(Records from a collection)

-=-=-

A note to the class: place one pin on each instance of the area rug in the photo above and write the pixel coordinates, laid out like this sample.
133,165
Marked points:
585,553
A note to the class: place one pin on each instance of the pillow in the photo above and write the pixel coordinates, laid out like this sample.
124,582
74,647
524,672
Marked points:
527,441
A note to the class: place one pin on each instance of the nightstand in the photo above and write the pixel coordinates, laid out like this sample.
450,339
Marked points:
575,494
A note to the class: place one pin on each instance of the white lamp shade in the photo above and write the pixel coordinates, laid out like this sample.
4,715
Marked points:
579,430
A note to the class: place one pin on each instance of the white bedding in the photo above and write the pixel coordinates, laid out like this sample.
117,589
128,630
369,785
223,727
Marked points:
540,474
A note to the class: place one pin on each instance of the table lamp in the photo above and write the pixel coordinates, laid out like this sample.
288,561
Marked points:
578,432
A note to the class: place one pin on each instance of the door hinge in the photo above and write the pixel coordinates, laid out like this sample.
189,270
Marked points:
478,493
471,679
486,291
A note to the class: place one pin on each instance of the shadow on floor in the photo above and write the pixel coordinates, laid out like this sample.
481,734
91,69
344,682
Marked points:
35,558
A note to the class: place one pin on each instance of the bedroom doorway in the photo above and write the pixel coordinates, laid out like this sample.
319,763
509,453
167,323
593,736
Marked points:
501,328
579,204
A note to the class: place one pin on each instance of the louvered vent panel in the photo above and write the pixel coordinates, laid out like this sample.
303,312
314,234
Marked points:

-=-=-

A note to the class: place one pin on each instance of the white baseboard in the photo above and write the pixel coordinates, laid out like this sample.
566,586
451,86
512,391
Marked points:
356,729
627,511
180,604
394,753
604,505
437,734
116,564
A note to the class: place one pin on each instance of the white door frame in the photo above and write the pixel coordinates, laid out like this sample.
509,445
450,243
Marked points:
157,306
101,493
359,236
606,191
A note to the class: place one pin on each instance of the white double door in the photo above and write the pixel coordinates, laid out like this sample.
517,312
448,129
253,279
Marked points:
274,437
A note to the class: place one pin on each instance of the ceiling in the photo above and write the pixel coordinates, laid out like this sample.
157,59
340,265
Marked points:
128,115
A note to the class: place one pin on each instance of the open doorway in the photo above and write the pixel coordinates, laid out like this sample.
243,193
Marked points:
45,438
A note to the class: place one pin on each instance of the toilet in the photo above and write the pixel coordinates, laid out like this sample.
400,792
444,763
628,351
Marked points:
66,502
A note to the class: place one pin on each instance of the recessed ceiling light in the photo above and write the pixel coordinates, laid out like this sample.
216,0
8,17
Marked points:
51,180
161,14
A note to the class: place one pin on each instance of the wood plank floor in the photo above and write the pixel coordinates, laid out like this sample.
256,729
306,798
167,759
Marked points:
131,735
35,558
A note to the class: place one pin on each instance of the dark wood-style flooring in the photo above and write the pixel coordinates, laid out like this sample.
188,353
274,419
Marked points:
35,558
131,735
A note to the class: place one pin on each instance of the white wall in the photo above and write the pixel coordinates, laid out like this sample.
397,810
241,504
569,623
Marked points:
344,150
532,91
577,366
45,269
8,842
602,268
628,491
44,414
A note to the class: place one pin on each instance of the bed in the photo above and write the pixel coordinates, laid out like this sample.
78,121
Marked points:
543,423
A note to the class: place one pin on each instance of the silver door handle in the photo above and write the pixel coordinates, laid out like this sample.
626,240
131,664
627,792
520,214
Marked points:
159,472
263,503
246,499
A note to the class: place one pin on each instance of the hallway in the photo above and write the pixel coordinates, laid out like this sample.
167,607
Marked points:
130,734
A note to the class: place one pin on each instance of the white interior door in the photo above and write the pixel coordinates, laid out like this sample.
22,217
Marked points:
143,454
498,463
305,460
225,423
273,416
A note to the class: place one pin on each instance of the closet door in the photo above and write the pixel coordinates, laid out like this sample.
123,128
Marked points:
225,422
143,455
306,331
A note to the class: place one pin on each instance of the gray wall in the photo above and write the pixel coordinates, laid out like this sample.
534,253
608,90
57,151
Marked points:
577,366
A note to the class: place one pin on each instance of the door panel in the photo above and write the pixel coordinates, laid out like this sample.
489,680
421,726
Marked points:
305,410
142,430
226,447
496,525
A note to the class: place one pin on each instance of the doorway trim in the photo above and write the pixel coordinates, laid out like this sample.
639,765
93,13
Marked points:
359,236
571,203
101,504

-=-=-

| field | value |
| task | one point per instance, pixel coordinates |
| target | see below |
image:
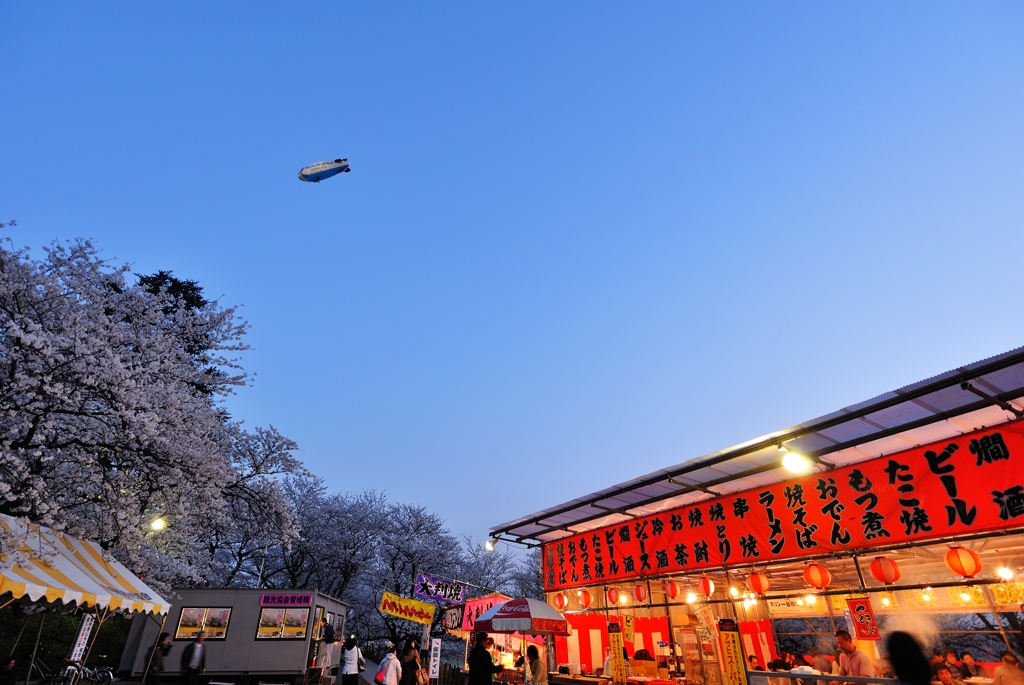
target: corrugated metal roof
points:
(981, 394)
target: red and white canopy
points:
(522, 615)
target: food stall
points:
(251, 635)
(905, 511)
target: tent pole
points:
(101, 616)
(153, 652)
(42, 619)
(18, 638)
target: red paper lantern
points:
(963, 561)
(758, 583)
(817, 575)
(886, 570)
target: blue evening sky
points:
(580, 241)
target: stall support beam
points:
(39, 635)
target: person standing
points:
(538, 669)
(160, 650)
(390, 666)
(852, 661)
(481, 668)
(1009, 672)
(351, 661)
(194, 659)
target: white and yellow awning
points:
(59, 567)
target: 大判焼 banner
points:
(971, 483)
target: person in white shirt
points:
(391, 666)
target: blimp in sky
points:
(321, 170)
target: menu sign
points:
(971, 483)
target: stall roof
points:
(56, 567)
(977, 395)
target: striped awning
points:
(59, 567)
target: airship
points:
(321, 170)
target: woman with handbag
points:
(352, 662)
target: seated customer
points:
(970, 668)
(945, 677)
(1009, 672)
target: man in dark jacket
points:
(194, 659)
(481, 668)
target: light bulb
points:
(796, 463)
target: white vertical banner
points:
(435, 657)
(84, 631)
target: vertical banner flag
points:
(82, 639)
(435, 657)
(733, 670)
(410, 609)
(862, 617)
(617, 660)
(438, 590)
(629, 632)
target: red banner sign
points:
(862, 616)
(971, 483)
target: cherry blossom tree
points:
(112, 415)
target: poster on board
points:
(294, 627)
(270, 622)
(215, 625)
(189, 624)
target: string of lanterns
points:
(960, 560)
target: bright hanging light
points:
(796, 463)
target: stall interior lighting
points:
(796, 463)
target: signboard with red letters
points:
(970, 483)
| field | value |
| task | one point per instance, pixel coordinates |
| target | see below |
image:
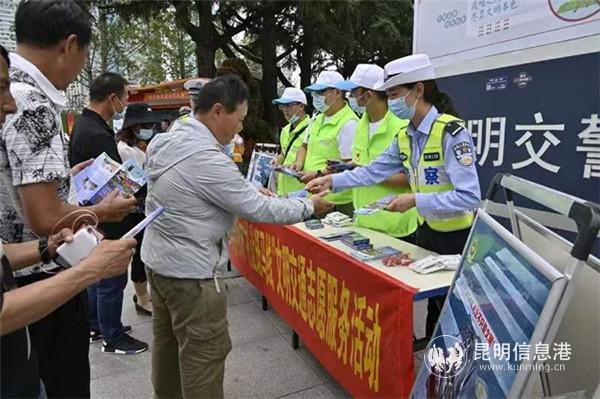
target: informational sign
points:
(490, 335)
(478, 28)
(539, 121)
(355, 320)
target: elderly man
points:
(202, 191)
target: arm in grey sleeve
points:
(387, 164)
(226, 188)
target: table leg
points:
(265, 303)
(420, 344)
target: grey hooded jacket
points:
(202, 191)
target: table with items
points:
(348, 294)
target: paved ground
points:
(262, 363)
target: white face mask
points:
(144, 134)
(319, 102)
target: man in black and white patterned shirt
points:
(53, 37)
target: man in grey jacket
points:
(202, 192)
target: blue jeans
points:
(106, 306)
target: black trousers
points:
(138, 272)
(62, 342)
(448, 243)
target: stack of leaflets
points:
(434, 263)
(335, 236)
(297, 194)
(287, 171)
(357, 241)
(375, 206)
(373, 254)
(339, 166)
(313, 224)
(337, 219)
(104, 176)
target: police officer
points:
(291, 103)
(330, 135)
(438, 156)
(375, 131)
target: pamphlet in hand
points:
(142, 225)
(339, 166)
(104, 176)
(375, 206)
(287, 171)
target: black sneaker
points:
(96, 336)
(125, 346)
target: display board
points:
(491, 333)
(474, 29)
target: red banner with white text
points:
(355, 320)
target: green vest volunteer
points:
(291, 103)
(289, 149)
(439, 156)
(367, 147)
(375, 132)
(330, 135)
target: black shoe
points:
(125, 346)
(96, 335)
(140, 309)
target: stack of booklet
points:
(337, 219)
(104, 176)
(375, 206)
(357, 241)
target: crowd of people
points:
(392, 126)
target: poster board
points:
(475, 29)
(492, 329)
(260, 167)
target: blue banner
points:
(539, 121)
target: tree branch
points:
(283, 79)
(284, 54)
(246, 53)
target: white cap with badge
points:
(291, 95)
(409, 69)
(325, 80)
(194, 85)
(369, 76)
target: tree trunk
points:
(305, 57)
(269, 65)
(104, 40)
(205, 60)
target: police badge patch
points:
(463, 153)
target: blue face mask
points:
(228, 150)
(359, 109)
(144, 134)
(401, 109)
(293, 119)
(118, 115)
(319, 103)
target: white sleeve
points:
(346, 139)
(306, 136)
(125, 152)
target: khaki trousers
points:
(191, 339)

-=-=-

● **WHAT TO PRODUCE**: Look through the entries above; find each line with the word "table" and copy it.

● **OUTPUT BELOW**:
A note to the class: place one pin on each instance of the table lamp in the photo above and write the pixel coordinates, laid out like this sample.
target: table leg
target: table with items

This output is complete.